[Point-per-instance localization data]
:::

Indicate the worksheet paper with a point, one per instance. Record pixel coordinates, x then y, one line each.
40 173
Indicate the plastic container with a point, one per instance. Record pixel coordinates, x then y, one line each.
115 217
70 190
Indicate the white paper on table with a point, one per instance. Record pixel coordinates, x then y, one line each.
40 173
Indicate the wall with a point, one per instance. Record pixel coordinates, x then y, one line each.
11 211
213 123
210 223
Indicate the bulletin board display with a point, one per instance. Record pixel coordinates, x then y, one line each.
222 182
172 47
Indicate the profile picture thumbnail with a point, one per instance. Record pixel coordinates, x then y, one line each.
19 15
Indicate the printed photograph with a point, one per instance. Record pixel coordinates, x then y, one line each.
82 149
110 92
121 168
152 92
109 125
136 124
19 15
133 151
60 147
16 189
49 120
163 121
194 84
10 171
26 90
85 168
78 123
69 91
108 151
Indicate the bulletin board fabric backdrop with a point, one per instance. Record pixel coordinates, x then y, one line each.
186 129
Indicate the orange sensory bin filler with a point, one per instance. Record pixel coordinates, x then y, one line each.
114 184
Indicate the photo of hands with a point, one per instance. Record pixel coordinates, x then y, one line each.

:::

● WHAT IS EXPECTED
What is needed is an exact repetition of all the entries above.

● SOLUTION
Indicate the worksheet paper with a point, one per instance. Record pixel coordinates, x then y, one line each.
40 173
Indicate the plastic container with a point, one per instance. Record pixel coordinates, x then y, one line each.
115 217
70 190
Indicate the white paper on table with a point, one per instance. Record pixel coordinates, x then y, one line each.
40 173
Indicate the wall with a point, one per instance. Record pixel coordinates, x then y, one line each.
11 211
213 123
210 223
Indicate the bulletin board display with a point, one per instance. Record pixel coordinates, x then y, one line each.
222 182
172 47
Indicate the profile picture thumbnail with a point, one per instance. Record pixel coordinates, x then y, one line each.
19 15
Indicate the printed photograph with a point, one per instance. Record pixel coordinates, x then y, one line each.
82 149
110 92
121 168
152 92
109 125
136 124
19 15
133 151
60 147
16 189
49 120
163 121
194 84
10 171
26 90
85 168
78 123
69 91
108 151
Indicate the bulletin board fabric backdrop with a point, one per instance. Record pixel coordinates, x then y, one line each.
186 129
Indicate the orange sensory bin filler with a point, one per instance. Record pixel coordinates, x then y, one line each.
114 184
Indicate the photo of hands with a point, one per instance. Record pixel coordinates, x then y, one line each.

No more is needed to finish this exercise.